Brief — Start at the top of the records and, please, print each line exactly through the line that contains "<point>132,92</point>", leaving out all pictures.

[Data items]
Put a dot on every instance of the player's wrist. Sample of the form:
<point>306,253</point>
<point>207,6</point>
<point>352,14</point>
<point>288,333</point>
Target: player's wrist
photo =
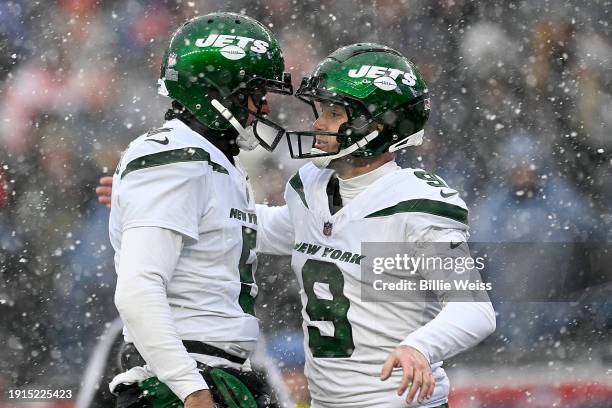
<point>416,347</point>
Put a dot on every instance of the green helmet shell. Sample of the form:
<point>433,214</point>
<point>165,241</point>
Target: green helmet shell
<point>380,86</point>
<point>219,56</point>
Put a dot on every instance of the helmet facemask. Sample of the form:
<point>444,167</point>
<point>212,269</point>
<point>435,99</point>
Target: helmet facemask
<point>262,130</point>
<point>358,130</point>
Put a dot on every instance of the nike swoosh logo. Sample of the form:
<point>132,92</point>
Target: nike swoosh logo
<point>446,195</point>
<point>164,141</point>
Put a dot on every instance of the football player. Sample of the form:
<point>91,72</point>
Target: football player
<point>371,101</point>
<point>183,222</point>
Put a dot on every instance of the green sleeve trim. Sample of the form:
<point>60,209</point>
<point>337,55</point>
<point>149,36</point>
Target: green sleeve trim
<point>186,154</point>
<point>296,183</point>
<point>438,208</point>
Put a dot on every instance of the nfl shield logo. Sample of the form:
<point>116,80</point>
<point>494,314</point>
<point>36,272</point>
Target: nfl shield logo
<point>327,227</point>
<point>172,60</point>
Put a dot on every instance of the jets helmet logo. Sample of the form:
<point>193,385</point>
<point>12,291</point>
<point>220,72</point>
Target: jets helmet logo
<point>233,46</point>
<point>384,78</point>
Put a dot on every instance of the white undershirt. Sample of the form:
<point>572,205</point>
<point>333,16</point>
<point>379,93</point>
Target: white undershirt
<point>350,188</point>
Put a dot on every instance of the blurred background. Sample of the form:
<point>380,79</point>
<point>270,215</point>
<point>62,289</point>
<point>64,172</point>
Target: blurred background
<point>521,124</point>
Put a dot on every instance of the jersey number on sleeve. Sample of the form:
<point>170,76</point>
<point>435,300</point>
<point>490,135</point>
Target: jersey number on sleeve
<point>246,300</point>
<point>334,310</point>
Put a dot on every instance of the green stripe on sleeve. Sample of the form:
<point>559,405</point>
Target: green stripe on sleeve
<point>296,183</point>
<point>438,208</point>
<point>186,154</point>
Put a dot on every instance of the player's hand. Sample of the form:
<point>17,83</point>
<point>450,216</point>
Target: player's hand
<point>199,399</point>
<point>104,190</point>
<point>417,373</point>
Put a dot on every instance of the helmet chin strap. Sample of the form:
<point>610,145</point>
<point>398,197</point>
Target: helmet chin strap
<point>323,161</point>
<point>246,139</point>
<point>415,139</point>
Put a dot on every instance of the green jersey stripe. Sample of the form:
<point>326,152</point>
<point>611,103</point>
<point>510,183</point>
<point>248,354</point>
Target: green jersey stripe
<point>186,154</point>
<point>296,183</point>
<point>439,208</point>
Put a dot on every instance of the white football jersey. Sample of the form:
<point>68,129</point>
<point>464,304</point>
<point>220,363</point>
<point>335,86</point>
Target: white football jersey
<point>347,340</point>
<point>174,178</point>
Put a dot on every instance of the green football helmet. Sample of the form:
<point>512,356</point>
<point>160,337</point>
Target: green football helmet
<point>377,86</point>
<point>214,63</point>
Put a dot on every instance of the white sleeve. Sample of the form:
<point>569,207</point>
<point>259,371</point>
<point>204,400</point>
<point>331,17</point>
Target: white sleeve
<point>147,260</point>
<point>275,234</point>
<point>459,325</point>
<point>170,197</point>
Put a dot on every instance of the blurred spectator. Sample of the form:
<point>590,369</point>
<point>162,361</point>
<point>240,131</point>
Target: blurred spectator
<point>79,83</point>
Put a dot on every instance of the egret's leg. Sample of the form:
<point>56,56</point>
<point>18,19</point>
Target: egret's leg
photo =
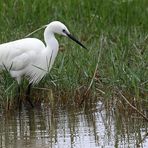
<point>28,95</point>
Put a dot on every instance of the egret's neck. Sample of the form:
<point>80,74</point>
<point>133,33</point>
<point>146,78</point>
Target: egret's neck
<point>50,39</point>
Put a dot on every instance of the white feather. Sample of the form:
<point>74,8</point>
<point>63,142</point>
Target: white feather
<point>29,56</point>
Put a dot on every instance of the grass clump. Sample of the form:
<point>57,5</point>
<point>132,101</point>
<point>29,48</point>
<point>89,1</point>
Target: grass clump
<point>115,30</point>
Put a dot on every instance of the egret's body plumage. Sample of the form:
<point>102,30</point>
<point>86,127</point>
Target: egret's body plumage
<point>30,57</point>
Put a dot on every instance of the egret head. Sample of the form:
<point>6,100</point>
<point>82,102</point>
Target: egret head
<point>60,28</point>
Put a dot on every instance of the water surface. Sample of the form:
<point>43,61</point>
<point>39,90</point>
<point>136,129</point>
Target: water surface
<point>71,127</point>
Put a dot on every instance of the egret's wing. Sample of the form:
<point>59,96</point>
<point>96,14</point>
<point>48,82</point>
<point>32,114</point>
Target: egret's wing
<point>16,55</point>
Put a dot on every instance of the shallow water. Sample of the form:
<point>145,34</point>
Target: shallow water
<point>64,127</point>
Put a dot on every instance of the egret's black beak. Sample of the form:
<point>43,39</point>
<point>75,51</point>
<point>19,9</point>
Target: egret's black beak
<point>74,39</point>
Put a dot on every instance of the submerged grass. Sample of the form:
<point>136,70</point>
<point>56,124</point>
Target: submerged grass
<point>115,30</point>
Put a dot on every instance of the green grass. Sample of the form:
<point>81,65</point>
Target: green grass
<point>115,30</point>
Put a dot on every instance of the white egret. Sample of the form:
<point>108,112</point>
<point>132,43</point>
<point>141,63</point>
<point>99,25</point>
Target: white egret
<point>29,57</point>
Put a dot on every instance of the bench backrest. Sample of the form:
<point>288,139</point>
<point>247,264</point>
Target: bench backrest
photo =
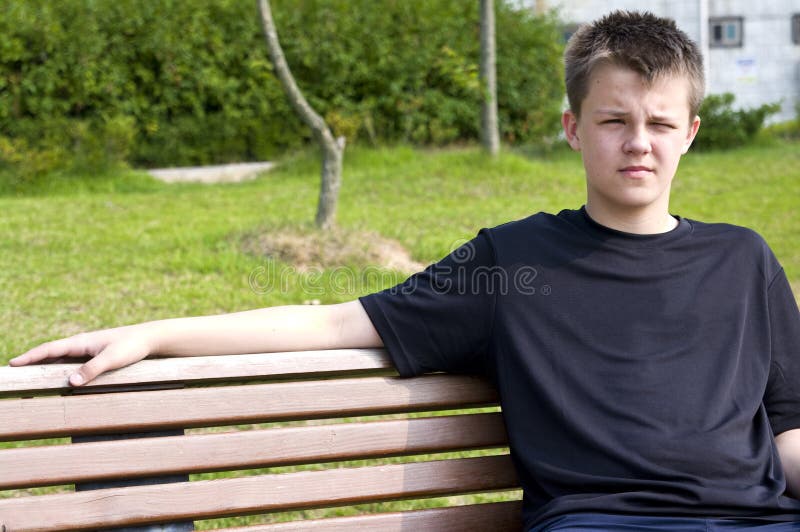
<point>130,459</point>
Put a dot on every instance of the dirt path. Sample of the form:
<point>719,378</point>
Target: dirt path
<point>225,173</point>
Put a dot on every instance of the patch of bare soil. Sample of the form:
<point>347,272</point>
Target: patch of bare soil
<point>307,249</point>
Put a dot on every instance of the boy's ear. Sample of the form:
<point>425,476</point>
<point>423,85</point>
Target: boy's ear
<point>570,124</point>
<point>691,134</point>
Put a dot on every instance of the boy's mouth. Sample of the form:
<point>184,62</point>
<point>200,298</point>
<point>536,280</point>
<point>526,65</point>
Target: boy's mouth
<point>636,172</point>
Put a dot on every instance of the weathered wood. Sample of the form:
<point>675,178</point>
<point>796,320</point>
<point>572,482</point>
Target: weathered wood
<point>43,377</point>
<point>64,464</point>
<point>484,517</point>
<point>230,405</point>
<point>218,498</point>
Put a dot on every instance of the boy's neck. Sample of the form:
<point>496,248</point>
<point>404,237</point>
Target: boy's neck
<point>635,222</point>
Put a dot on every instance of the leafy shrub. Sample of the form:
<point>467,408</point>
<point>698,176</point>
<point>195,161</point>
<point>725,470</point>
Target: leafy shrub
<point>725,127</point>
<point>160,82</point>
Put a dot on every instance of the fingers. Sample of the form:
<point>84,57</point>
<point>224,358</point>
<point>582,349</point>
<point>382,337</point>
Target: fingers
<point>113,357</point>
<point>84,344</point>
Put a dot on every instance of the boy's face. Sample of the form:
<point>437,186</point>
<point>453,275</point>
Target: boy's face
<point>631,135</point>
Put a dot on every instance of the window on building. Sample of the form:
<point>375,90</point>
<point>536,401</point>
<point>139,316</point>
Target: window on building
<point>726,31</point>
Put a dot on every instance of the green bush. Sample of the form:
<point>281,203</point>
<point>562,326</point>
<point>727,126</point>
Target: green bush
<point>164,82</point>
<point>724,127</point>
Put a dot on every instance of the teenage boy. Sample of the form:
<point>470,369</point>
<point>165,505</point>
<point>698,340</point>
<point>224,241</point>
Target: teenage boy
<point>648,365</point>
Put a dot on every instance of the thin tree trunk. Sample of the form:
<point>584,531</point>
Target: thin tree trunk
<point>332,149</point>
<point>490,137</point>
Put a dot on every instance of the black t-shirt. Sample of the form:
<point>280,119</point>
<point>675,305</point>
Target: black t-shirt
<point>639,374</point>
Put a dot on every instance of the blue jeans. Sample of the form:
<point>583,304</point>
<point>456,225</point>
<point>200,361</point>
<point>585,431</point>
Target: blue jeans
<point>595,522</point>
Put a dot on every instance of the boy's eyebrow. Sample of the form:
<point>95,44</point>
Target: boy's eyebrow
<point>616,112</point>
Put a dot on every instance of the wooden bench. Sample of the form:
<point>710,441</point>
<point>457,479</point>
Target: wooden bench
<point>130,459</point>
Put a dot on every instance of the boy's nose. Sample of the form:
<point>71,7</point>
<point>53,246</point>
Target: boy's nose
<point>638,141</point>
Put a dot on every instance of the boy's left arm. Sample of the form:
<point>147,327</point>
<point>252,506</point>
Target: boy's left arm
<point>789,450</point>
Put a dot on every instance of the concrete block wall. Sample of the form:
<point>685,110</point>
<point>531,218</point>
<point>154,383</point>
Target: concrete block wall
<point>765,69</point>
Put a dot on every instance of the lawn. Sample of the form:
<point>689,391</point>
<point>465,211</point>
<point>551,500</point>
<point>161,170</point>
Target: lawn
<point>81,259</point>
<point>98,252</point>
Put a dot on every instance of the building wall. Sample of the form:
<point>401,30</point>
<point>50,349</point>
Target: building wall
<point>765,69</point>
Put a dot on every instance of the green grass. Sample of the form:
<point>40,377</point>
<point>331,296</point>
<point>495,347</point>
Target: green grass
<point>85,253</point>
<point>81,258</point>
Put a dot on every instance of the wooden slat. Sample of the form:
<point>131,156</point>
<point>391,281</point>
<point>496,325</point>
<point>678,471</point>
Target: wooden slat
<point>488,517</point>
<point>53,377</point>
<point>66,464</point>
<point>230,405</point>
<point>225,497</point>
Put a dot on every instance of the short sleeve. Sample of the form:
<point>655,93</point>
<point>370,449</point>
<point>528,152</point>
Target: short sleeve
<point>439,319</point>
<point>782,399</point>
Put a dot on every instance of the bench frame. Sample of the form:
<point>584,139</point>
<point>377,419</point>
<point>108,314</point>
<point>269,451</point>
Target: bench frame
<point>130,459</point>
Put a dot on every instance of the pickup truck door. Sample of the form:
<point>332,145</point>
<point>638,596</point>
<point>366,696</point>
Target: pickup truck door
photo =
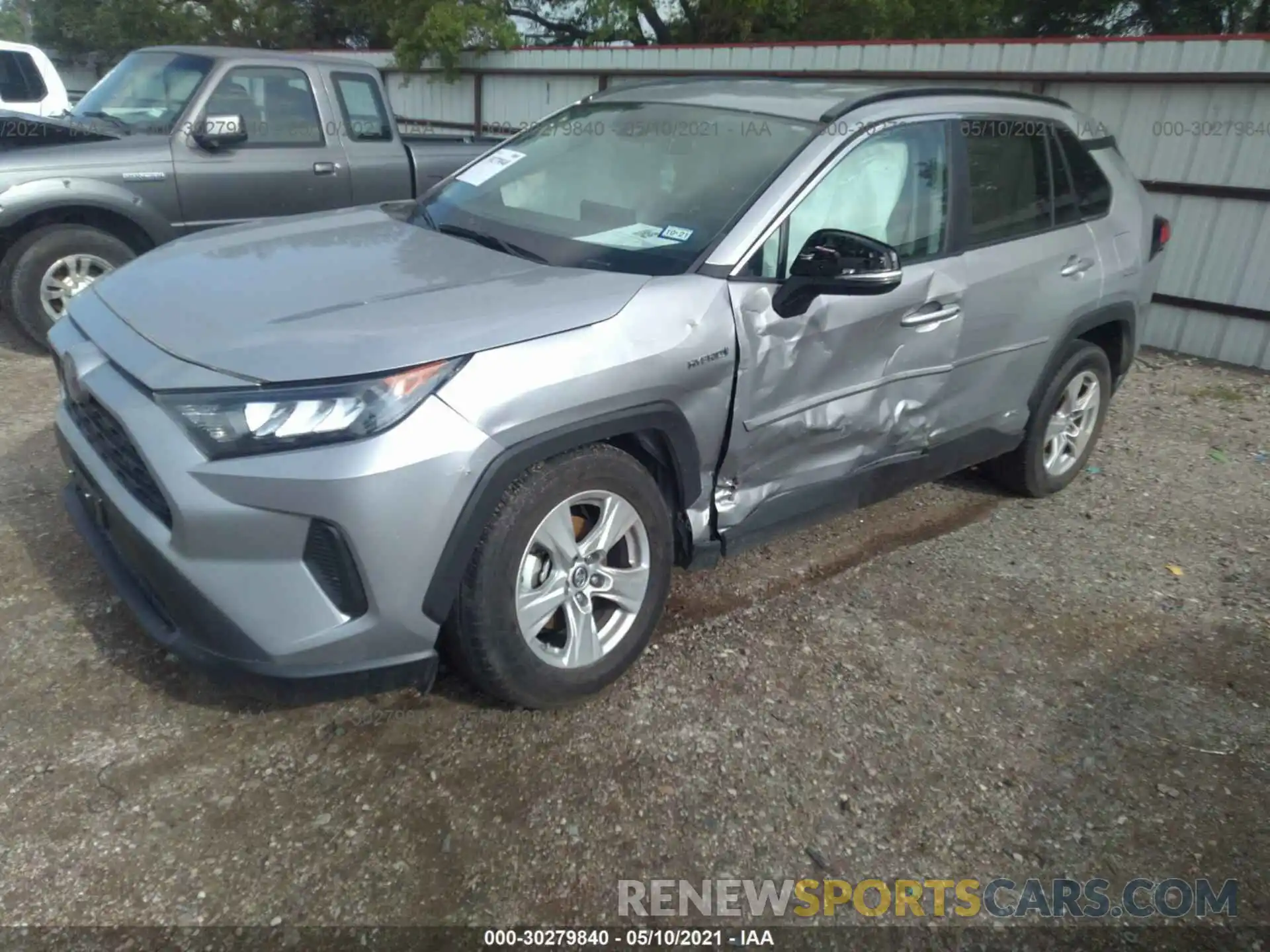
<point>854,383</point>
<point>379,169</point>
<point>291,164</point>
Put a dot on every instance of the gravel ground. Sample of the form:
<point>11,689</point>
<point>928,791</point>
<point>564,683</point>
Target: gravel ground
<point>952,683</point>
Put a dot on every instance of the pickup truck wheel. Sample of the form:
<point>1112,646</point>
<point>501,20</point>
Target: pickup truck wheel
<point>46,268</point>
<point>568,582</point>
<point>1062,433</point>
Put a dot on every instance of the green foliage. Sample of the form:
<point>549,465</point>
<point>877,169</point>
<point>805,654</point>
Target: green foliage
<point>444,28</point>
<point>418,30</point>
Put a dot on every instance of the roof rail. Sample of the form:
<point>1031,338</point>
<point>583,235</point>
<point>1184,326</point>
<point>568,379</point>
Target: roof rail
<point>911,92</point>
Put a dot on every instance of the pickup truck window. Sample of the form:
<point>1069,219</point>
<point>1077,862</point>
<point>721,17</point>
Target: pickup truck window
<point>276,104</point>
<point>632,187</point>
<point>365,117</point>
<point>19,79</point>
<point>148,92</point>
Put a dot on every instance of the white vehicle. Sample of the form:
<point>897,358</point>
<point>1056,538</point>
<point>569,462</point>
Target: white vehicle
<point>28,81</point>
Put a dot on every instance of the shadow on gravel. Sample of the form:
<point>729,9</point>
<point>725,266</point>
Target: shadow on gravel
<point>1156,768</point>
<point>13,339</point>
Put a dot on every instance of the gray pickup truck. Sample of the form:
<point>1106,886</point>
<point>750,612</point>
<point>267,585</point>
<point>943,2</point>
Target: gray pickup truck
<point>175,140</point>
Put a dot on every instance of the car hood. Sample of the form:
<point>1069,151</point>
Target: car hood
<point>346,294</point>
<point>24,131</point>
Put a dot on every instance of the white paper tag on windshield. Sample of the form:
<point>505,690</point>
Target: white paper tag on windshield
<point>491,165</point>
<point>633,237</point>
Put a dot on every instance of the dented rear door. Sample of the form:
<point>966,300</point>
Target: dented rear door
<point>855,382</point>
<point>828,394</point>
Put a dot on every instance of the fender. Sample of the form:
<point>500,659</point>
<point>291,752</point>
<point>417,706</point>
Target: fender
<point>66,190</point>
<point>661,416</point>
<point>1121,313</point>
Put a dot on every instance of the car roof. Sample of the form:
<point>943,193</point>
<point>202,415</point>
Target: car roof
<point>812,100</point>
<point>9,46</point>
<point>222,52</point>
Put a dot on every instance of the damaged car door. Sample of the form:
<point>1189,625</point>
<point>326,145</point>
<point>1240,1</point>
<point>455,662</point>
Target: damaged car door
<point>840,380</point>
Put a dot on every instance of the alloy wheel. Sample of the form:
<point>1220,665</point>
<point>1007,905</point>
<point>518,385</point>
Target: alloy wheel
<point>1072,424</point>
<point>582,579</point>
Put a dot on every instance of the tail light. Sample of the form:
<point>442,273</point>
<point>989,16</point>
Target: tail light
<point>1160,235</point>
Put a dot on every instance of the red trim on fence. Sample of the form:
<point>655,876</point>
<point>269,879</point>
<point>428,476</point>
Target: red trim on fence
<point>990,41</point>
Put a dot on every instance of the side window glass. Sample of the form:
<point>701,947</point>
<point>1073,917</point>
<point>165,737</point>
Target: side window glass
<point>276,103</point>
<point>365,116</point>
<point>19,79</point>
<point>1066,210</point>
<point>1010,182</point>
<point>1093,190</point>
<point>892,187</point>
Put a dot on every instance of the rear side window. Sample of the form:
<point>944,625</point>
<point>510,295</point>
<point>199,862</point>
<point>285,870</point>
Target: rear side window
<point>1093,190</point>
<point>365,116</point>
<point>276,103</point>
<point>19,79</point>
<point>1066,207</point>
<point>1010,178</point>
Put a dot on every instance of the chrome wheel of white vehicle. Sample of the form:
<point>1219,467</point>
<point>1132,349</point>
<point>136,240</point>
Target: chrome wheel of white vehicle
<point>1072,424</point>
<point>583,579</point>
<point>66,277</point>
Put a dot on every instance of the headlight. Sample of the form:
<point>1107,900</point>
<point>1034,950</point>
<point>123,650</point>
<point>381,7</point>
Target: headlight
<point>263,419</point>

Written answer —
Put a dot on every instance of the player's wrist. Sample of the form:
<point>306,253</point>
<point>207,6</point>
<point>352,14</point>
<point>288,333</point>
Target: player's wrist
photo =
<point>416,347</point>
Put a dot on every instance of the green helmet shell. Sample of the form:
<point>433,214</point>
<point>165,241</point>
Target: green helmet shell
<point>380,86</point>
<point>219,56</point>
Put a dot on every instance of the helmet facemask. Sample of the form:
<point>444,167</point>
<point>212,269</point>
<point>435,99</point>
Target: helmet facemask
<point>262,130</point>
<point>358,130</point>
Put a dot on every instance of the nike swoosh logo. Sample of the form:
<point>132,92</point>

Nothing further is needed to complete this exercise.